What you will do: Exactly reproduce the lines beginning with the line that includes "[[657, 368], [875, 476], [333, 330], [1028, 263]]" and ending with the last line of the data.

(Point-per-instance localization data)
>>

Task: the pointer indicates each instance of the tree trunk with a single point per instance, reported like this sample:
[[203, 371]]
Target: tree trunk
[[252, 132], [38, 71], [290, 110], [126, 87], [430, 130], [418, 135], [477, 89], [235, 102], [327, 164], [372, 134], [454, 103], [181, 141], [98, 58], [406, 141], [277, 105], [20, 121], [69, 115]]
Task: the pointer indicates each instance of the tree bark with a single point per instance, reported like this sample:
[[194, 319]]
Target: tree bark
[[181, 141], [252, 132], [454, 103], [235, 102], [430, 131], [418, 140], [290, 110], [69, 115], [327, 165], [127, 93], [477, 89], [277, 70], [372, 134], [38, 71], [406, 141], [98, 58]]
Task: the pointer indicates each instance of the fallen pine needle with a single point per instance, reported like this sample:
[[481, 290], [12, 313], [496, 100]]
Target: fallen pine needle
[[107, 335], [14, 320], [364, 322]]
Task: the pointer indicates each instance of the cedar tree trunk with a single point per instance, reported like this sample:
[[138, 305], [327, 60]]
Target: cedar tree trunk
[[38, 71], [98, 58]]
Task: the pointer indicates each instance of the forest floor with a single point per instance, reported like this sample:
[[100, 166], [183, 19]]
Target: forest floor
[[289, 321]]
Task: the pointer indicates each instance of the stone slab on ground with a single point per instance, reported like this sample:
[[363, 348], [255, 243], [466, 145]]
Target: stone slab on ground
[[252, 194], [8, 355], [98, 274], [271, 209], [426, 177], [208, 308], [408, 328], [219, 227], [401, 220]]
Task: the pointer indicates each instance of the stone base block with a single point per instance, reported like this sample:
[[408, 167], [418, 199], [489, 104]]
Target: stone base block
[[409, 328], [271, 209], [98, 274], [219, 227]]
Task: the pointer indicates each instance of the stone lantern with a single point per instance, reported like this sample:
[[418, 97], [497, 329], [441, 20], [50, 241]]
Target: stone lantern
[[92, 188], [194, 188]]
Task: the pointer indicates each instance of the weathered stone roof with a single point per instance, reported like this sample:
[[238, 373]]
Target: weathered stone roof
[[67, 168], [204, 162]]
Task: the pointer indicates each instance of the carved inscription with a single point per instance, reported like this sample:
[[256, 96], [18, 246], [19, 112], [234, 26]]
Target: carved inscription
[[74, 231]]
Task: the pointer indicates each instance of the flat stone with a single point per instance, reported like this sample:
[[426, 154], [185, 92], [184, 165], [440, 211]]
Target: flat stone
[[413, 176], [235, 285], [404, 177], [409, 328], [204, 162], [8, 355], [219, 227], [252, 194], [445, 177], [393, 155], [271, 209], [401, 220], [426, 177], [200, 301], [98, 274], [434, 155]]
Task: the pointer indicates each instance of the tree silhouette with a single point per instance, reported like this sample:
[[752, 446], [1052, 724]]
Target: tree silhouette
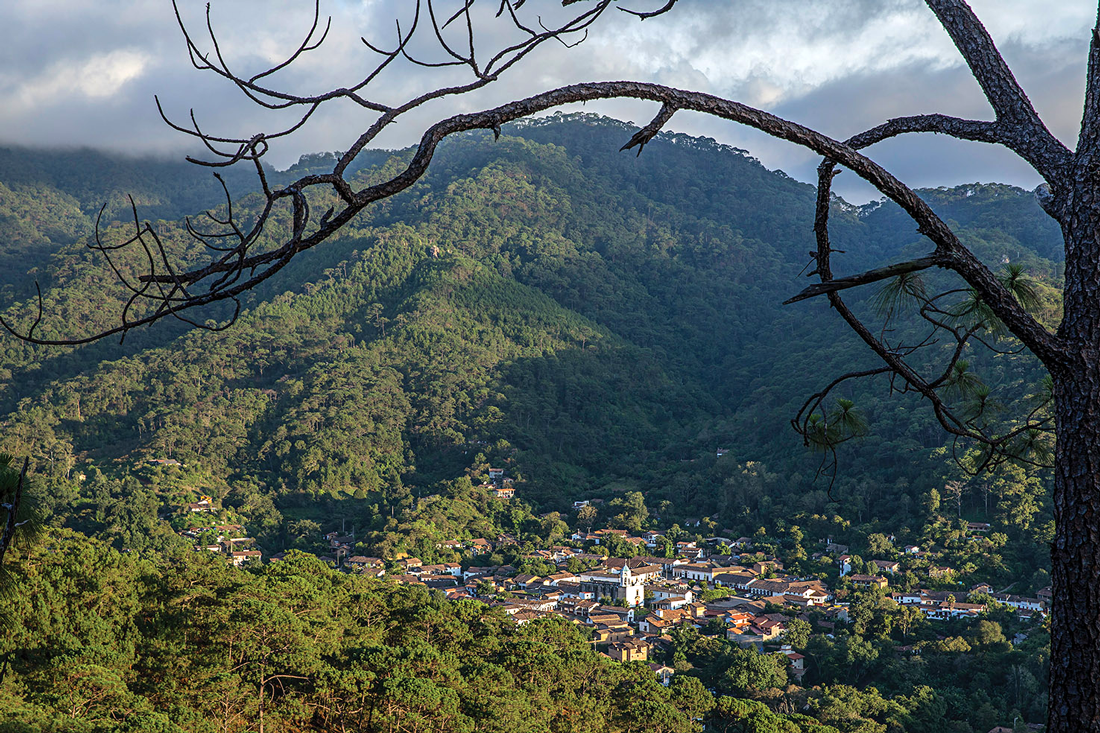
[[982, 309]]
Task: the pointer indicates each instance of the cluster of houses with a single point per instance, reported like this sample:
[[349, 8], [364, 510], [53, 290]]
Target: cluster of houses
[[231, 540]]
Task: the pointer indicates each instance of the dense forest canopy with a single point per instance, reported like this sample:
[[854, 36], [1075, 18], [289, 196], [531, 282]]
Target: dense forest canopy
[[596, 324]]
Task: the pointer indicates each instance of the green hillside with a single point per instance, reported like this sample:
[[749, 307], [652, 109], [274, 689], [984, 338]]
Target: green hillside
[[593, 320]]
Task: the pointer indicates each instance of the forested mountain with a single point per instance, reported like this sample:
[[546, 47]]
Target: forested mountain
[[595, 321], [595, 324]]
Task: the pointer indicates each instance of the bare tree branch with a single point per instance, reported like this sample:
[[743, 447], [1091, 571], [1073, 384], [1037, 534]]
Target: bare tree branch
[[865, 279]]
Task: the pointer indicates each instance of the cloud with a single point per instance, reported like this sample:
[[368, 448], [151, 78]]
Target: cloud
[[75, 73]]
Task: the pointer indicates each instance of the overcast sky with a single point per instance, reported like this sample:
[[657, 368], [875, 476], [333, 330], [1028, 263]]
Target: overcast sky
[[75, 73]]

<<

Reply to the task:
[[657, 368], [875, 476], [333, 330], [1028, 263]]
Target: overcast sky
[[75, 73]]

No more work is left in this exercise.